- **WHAT TO PRODUCE**: From the passage on émigré physicians and medical scientists, extract word for word the stretch from "Published online by" through "in general practice.".

- **SUPPLIED PASSAGE**:
+ + + + + + +

Published online by Cambridge University Press: 05 January 2013
Discussions of the emigration of refugee physicians and medical scientists have concentrated on a select number of outstanding researchers. Less attention has been paid to the interaction with the host academic cultures, to professional structures, and to the potential of those refused entry or career posts. Selective criteria applied at the time in the admission of emigrants have continued - with rare exceptions - to dominate the historiography of the emigration. It is all too easy to overlook the socially marginal: Certain academics came as domestic servants or gardeners, and pursued careers in fringe industrial laboratories or in general practice.
Professional factors are of special importance in the medical sphere. Restrictive professional barriers were erected for the exclusion of the rank and file of clinicians. Lord Dawson, president of the Royal College of Physicians, instructed the home secretary that “the number [of German medical scientists] who could teach us anything could be counted on the fingers of one hand.” While the Royal College of Physicians spoke for the elite of the medical profession, there was a rift between the profession and medical researchers. Long-running tensions between scientific modernizers and the traditional professional elite explain the strong medical research lobby within the Society for the Protection of Science and Learning (SPSL) who keenly sympathized with the plight of German medical researchers. A modernizing elite of physiologically trained researchers was attempting to reform the system of medical education and professional structures. Physiologists and biochemists such as Henry Dale, A.V. Hill, and Gowland Hopkins were key figures in both the Medical Research Council and the SPSL.

+ + + + + + +

- **MATERIAL PROVIDED**:
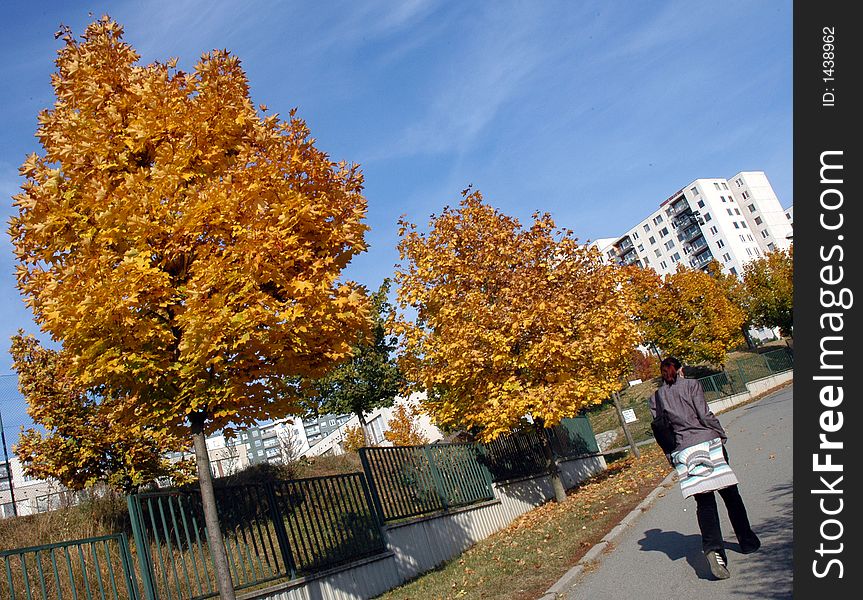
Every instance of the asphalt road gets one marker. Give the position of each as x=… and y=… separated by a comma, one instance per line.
x=659, y=556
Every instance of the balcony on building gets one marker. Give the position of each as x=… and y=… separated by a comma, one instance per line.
x=623, y=245
x=689, y=233
x=696, y=243
x=701, y=259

+ + + + + + +

- **RESPONSE**:
Published online by Cambridge University Press: 05 January 2013
Discussions of the emigration of refugee physicians and medical scientists have concentrated on a select number of outstanding researchers. Less attention has been paid to the interaction with the host academic cultures, to professional structures, and to the potential of those refused entry or career posts. Selective criteria applied at the time in the admission of emigrants have continued - with rare exceptions - to dominate the historiography of the emigration. It is all too easy to overlook the socially marginal: Certain academics came as domestic servants or gardeners, and pursued careers in fringe industrial laboratories or in general practice.